**DATA ROWS**
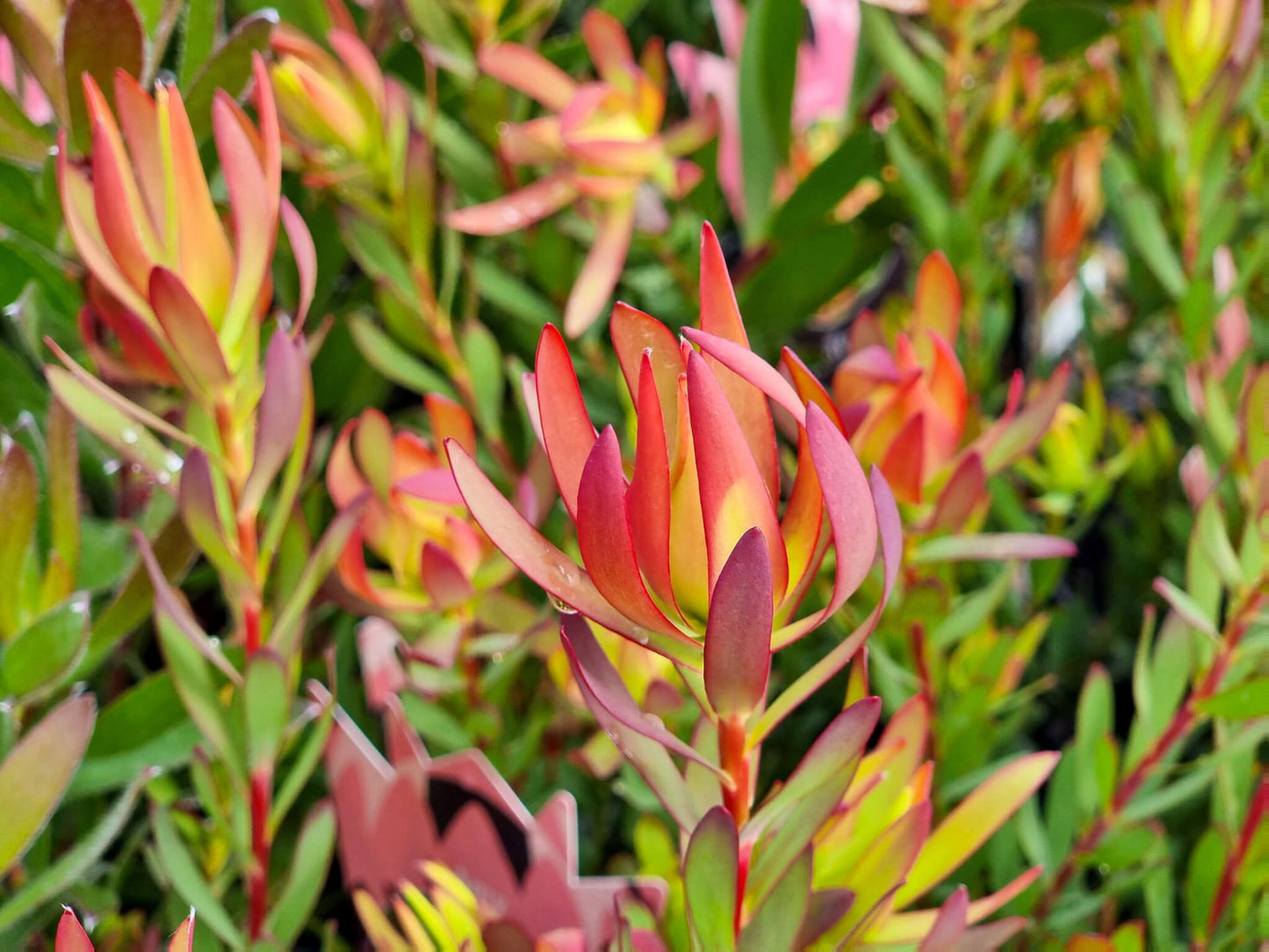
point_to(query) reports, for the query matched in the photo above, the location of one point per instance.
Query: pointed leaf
(34, 775)
(310, 864)
(70, 867)
(974, 820)
(710, 871)
(992, 547)
(97, 39)
(739, 630)
(647, 757)
(778, 920)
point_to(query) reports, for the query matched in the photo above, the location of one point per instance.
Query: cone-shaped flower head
(601, 140)
(701, 524)
(414, 521)
(180, 288)
(904, 404)
(457, 814)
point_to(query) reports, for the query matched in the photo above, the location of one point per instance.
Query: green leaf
(813, 199)
(20, 140)
(485, 364)
(146, 726)
(777, 922)
(267, 706)
(196, 687)
(929, 203)
(377, 256)
(187, 878)
(302, 768)
(70, 869)
(47, 650)
(228, 69)
(768, 62)
(1206, 864)
(111, 421)
(804, 272)
(971, 612)
(1241, 702)
(63, 489)
(710, 871)
(174, 552)
(288, 629)
(201, 22)
(97, 39)
(510, 293)
(308, 867)
(36, 773)
(19, 501)
(1143, 225)
(898, 60)
(395, 362)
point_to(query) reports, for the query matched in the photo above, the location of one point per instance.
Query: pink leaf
(739, 633)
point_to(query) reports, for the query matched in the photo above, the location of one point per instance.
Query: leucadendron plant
(185, 296)
(1197, 667)
(701, 558)
(422, 835)
(602, 145)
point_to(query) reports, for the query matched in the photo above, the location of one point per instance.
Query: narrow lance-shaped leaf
(37, 772)
(71, 866)
(974, 820)
(710, 871)
(19, 498)
(992, 547)
(281, 412)
(649, 758)
(602, 681)
(265, 704)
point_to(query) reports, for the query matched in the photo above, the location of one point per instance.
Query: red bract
(458, 811)
(413, 521)
(656, 547)
(602, 141)
(171, 284)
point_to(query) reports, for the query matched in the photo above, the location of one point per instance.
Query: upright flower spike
(821, 91)
(350, 123)
(601, 141)
(182, 291)
(656, 547)
(413, 522)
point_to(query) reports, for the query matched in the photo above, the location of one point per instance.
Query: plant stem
(250, 606)
(736, 764)
(258, 878)
(1186, 718)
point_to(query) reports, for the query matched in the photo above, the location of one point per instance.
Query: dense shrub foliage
(644, 475)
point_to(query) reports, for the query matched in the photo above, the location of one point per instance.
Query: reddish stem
(1229, 876)
(1178, 729)
(258, 878)
(736, 764)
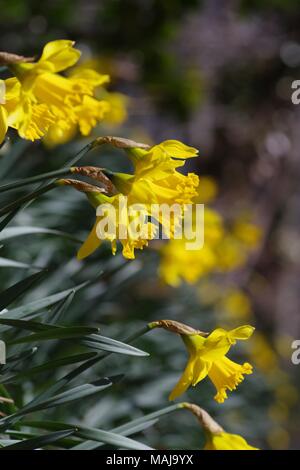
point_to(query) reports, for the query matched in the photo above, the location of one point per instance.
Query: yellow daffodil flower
(216, 437)
(47, 98)
(226, 441)
(151, 184)
(177, 263)
(9, 92)
(207, 357)
(119, 225)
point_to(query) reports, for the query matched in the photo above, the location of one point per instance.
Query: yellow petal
(3, 123)
(60, 54)
(226, 441)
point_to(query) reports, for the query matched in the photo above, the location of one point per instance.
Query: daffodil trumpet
(216, 437)
(208, 357)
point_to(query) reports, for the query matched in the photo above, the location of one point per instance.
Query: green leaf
(92, 434)
(56, 333)
(64, 398)
(10, 263)
(38, 442)
(5, 221)
(25, 324)
(38, 305)
(112, 345)
(61, 308)
(13, 232)
(51, 365)
(13, 292)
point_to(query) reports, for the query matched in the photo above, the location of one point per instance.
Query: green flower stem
(35, 179)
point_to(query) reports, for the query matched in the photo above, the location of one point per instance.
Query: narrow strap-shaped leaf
(26, 324)
(13, 232)
(5, 221)
(38, 305)
(51, 365)
(92, 434)
(38, 442)
(61, 308)
(13, 292)
(10, 263)
(56, 333)
(34, 179)
(112, 345)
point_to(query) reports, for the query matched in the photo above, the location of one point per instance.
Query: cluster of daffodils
(155, 181)
(40, 102)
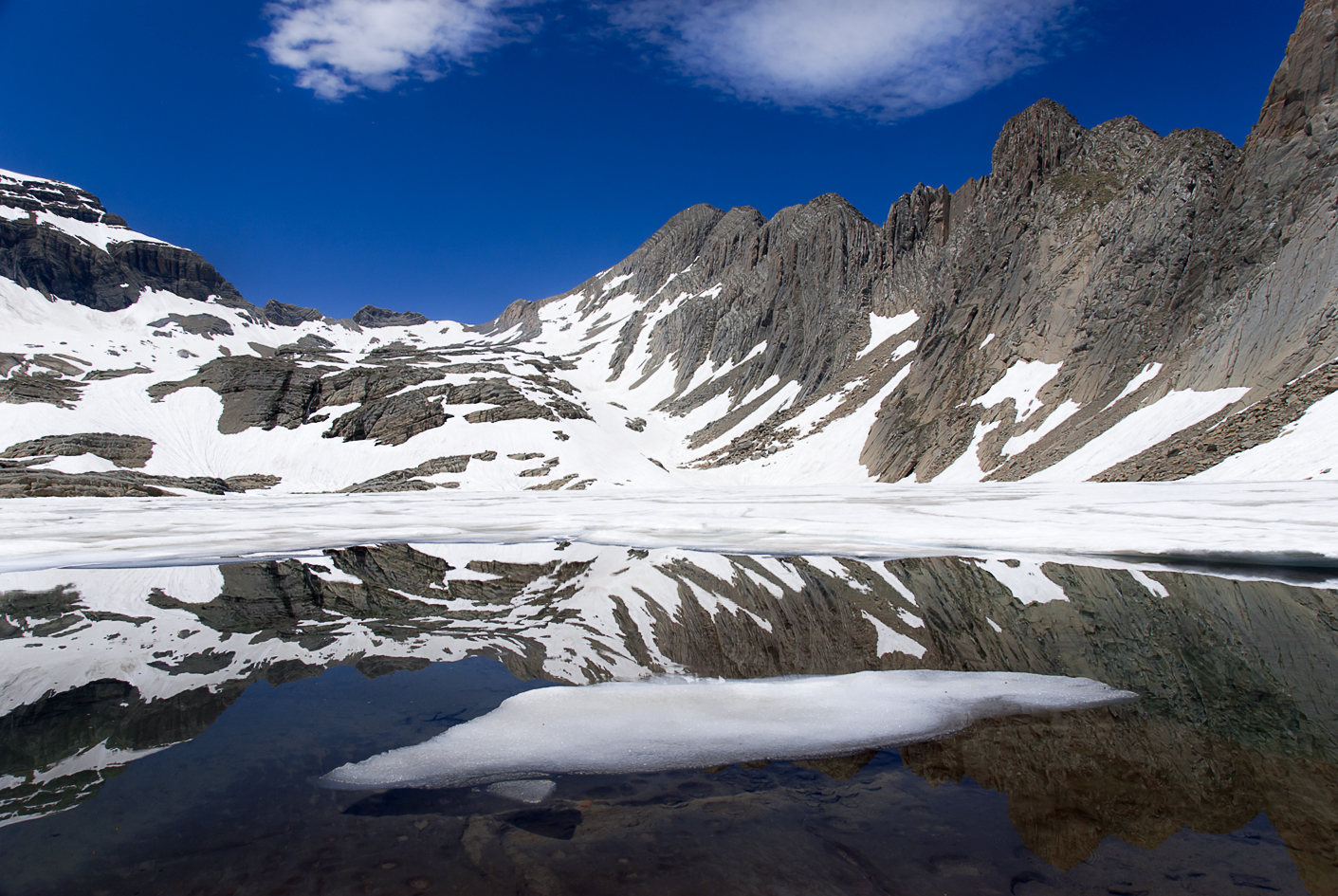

**WHAT YOU SHOULD DO**
Count the lines in the items above that contain the string "yellow", treating uppercase and lowercase as different. Reply with the number alone.

**EXERCISE OUTPUT**
2